[Data for this task]

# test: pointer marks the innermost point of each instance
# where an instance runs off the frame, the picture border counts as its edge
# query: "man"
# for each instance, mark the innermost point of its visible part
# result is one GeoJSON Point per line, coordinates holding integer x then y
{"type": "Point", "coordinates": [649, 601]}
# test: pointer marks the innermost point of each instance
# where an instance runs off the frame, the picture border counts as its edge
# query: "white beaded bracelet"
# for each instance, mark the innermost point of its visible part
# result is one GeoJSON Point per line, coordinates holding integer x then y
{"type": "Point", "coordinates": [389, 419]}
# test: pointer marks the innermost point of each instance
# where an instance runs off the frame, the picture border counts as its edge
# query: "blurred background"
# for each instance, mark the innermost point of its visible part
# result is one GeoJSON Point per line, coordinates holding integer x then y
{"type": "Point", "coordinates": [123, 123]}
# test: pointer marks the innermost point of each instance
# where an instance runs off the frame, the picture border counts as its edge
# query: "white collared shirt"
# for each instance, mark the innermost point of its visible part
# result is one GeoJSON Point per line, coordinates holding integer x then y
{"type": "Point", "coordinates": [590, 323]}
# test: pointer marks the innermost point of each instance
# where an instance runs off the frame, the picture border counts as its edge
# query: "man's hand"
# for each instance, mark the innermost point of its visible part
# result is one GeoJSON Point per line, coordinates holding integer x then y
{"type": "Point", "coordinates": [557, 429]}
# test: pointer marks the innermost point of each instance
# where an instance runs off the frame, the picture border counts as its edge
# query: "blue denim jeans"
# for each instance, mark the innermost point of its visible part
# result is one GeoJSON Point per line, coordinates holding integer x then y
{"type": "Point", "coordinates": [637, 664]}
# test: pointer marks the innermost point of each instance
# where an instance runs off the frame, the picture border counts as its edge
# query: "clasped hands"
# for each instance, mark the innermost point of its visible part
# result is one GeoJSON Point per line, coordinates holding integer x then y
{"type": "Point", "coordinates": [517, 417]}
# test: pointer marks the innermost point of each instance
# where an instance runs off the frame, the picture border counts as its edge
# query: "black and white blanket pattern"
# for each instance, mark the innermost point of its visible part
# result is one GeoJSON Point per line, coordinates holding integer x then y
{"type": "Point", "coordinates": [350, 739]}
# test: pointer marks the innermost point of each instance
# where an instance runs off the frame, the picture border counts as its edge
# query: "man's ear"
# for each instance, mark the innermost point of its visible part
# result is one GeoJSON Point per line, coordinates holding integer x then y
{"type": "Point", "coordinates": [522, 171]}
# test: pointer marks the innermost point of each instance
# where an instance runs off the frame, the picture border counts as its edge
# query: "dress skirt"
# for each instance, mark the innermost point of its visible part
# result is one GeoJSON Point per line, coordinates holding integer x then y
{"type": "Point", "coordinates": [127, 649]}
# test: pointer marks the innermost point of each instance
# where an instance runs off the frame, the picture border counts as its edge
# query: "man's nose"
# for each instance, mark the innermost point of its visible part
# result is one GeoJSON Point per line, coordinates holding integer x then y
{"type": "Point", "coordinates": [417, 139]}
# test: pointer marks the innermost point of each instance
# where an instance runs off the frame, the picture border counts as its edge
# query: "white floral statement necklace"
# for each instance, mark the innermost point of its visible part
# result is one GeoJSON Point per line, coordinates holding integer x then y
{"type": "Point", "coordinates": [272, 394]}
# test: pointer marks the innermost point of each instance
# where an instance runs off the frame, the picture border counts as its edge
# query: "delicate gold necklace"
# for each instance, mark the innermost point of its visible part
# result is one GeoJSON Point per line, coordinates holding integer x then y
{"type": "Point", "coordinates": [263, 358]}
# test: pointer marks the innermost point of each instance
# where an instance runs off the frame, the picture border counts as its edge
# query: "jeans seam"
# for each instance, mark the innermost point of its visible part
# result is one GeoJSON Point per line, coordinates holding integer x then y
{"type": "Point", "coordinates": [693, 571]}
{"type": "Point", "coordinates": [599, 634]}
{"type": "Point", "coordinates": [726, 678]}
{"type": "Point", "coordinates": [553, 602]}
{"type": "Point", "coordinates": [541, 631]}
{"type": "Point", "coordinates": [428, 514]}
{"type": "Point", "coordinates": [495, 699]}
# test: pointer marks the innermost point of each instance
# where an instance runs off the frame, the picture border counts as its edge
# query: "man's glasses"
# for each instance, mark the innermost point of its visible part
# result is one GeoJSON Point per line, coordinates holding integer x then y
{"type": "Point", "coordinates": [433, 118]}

[/Data for this task]

=== What to produce ===
Pull out every line of the records above that contains the word "white".

=== Task answer ===
# query: "white beaded bracelet"
# query: "white collared shirt"
# query: "black and white blanket pattern"
# query: "white floral statement necklace"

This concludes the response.